Copy out the listing word for word, from the line that holds "Ground small potted" through the end of the listing, both lines included.
** BEGIN Given data **
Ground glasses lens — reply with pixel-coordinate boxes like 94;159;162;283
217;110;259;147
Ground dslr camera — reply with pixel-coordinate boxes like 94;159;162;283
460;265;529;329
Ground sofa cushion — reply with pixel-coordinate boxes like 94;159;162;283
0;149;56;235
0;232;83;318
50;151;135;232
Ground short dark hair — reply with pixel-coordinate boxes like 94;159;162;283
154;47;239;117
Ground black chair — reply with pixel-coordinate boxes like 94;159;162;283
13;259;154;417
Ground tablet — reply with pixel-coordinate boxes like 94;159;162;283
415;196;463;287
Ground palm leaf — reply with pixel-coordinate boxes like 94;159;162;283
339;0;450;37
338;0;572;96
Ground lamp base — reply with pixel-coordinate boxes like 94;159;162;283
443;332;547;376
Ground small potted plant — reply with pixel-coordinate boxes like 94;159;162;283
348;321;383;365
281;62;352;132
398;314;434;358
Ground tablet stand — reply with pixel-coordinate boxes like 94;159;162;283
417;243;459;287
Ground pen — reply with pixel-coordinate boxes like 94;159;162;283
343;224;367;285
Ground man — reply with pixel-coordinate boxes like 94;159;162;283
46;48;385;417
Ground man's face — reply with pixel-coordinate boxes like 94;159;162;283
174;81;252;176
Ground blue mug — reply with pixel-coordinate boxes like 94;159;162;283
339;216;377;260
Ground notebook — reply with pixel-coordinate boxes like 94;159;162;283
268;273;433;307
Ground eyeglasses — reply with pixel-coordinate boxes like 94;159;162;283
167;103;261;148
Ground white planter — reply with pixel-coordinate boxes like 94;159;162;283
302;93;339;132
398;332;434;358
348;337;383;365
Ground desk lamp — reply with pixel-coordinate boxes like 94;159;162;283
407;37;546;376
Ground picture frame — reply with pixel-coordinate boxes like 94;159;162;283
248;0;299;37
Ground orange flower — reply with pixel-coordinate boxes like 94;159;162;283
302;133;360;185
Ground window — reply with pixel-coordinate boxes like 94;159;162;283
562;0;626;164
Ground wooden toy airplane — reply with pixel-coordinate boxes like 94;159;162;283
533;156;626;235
** END Given data **
Output for this task
Ground small potted plant — reply with pixel-coordinate boxes like 94;159;162;283
348;321;383;365
281;62;352;132
398;314;434;358
Ground tablet stand — reply with pixel-coordinate boxes like 94;159;162;283
417;243;459;287
Ground pen — reply with pixel-coordinate boxes like 94;159;162;283
343;224;367;285
Ground man — reply with pixel-coordinate boxes like 94;159;162;283
46;48;385;417
Ground man's face — reply with pixel-coordinate boxes like 94;159;162;283
174;81;252;176
Ground blue mug — reply with pixel-coordinate boxes like 94;159;162;283
339;216;377;260
Ground notebook — reply with pixel-coordinate boxes like 94;159;162;283
268;273;433;307
Ground eyeglasses — reply with pixel-coordinate boxes like 94;159;162;283
167;103;261;148
Ground white planter — reply with pixel-coordinate boxes like 94;159;162;283
302;93;339;132
398;332;434;358
348;337;383;365
Ground desk lamp — reply with pixel-coordinate boxes like 94;159;162;283
407;37;546;376
Ground picture frame — reply with pixel-coordinate boxes like 94;159;162;283
248;0;299;37
Ground orange flower — reply with pixel-coordinate boxes like 94;159;162;283
302;133;360;185
Ground window — reply with pixel-coordinate boxes like 94;159;162;283
562;0;626;164
Ground wooden toy airplane — reply with pixel-coordinate boxes like 94;159;162;283
533;156;626;235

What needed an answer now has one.